- **Problem statement**
All of the entries below must be copied out exactly.

- **The data**
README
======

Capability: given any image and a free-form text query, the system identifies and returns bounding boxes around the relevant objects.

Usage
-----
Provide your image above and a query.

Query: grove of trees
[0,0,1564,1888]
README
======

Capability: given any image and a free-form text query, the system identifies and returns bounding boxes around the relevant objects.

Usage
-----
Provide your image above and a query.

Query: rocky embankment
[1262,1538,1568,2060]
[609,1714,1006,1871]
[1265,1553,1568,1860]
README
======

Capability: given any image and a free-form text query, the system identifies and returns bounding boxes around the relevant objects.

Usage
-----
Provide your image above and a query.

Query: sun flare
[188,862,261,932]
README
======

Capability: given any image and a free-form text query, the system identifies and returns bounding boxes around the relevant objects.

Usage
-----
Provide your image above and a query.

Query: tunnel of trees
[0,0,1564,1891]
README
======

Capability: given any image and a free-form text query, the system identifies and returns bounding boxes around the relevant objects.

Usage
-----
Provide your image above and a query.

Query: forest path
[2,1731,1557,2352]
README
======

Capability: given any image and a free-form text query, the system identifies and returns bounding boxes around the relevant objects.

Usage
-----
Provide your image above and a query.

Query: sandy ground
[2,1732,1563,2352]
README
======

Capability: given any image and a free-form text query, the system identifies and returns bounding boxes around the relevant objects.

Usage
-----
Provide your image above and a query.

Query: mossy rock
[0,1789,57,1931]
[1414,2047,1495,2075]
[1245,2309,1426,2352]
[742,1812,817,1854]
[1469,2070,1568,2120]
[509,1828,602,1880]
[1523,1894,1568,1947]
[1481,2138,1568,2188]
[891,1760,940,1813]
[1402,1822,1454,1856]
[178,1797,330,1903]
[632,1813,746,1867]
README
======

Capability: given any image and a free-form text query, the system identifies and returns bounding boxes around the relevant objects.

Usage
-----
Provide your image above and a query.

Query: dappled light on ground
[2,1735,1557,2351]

- **Solution for this task**
README
======

Capability: given any image and a free-form text query, the system identifies and returns bounding boxes around the relevant objects.

Usage
-----
Provide your image above and a query.

Query: grove of trees
[0,0,1564,1888]
README
======

Capability: given any image and a free-form text query, the system identifies and returns bounding boxes around the relevant objects.

Usage
-----
Provide your image above and a query.

Query: rocky embankment
[1262,1538,1568,2060]
[609,1714,1006,1871]
[1265,1553,1568,1860]
README
======

Capability: given any image and a free-form text query, the system identifies and returns bounding boxes around the relevant objects.

Usage
-----
Provide your image above and a query.

Query: sun flare
[188,862,261,932]
README
======

Capability: given any image and a free-form text query, the system identifies and returns bounding boxes around the relevant objects.

Usage
-----
Provide your image above and a query.

Query: tunnel of trees
[0,0,1564,1891]
README
======

Capability: given any image and a free-form text query, the system identifies and returns bounding boxes around the relevant objects.

Usage
-----
Provide your image above and a query.

Query: forest path
[2,1731,1557,2352]
README
======

Capability: given any image and a free-form text query, the system identifies and returns bounding boxes around the relevant objects.

Usage
-----
Provide your image above and a query.

Query: sandy ground
[2,1732,1563,2352]
README
======

Capability: given any image and a free-form text query, the system identifies and returns bounding boxes around the relevant objects.

Usage
-----
Provide your image above and a query.

Query: mossy rock
[0,1789,57,1931]
[1414,2047,1495,2075]
[1245,2309,1426,2352]
[742,1812,817,1854]
[1469,2070,1568,2120]
[509,1828,602,1880]
[1523,1894,1568,1947]
[1481,2138,1568,2188]
[891,1760,940,1813]
[1402,1822,1454,1856]
[178,1797,330,1903]
[632,1813,746,1867]
README
======

Capability: given any image and a free-form text query, the system identifies and returns bounding boxes around the relevant objects.

Usage
-----
Provide your image above and a query.

Query: dappled light on ground
[2,1735,1557,2351]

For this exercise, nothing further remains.